Written problem:
Please update the lines below by replacing "marker" with "pin" wherever it occurs, keeping everything else the same.

Raw data:
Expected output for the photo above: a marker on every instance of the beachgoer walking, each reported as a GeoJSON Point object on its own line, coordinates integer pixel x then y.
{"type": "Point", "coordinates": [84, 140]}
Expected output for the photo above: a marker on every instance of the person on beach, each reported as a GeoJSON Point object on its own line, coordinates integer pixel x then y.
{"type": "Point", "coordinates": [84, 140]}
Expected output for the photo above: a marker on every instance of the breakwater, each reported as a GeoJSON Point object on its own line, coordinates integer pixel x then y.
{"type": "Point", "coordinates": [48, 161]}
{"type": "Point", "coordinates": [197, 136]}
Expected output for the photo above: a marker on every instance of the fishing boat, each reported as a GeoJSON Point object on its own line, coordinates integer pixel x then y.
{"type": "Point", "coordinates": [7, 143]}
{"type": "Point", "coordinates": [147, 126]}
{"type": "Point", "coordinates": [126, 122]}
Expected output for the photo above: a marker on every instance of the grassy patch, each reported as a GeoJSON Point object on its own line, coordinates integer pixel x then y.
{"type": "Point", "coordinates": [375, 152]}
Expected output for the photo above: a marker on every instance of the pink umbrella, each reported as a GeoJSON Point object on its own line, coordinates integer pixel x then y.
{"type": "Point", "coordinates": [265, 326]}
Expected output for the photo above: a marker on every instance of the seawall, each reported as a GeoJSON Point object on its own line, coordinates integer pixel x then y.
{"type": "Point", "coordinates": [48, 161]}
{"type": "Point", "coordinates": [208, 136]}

Full solution:
Expected output for the photo above: a pin on every instance of the beachgoer walking, each reported as a GeoJSON Point object on its own line, coordinates integer pixel x then y.
{"type": "Point", "coordinates": [84, 140]}
Expected output for the photo above: a pin on every instance of the person on beach, each reported as a GeoJSON Point object on its own line, coordinates integer pixel x then y.
{"type": "Point", "coordinates": [84, 140]}
Expected output for the photo above: a pin on every instance of the breakwater, each reported as a GeoJSON Point object on its own line, coordinates integer pixel x then y.
{"type": "Point", "coordinates": [48, 161]}
{"type": "Point", "coordinates": [197, 136]}
Expected output for the photo above: a pin on every instance of the fishing boat, each reported as a GeoJSON Point object on its own line, coordinates integer pixel x then y.
{"type": "Point", "coordinates": [7, 143]}
{"type": "Point", "coordinates": [147, 126]}
{"type": "Point", "coordinates": [126, 122]}
Expected output for the photo above: a pin on every instance of the grassy patch, each reported as a GeoJSON Point object on its own line, coordinates integer pixel x then y.
{"type": "Point", "coordinates": [375, 152]}
Expected output for the photo above: a pin on every instance of the pink umbrella, each reported as a GeoJSON Point object on its own line, coordinates integer pixel x then y.
{"type": "Point", "coordinates": [265, 326]}
Expected output for the photo above: a pin on every instance of the seawall, each reported as a GeoJSON Point object on its own line, coordinates integer pixel x then y.
{"type": "Point", "coordinates": [48, 161]}
{"type": "Point", "coordinates": [208, 136]}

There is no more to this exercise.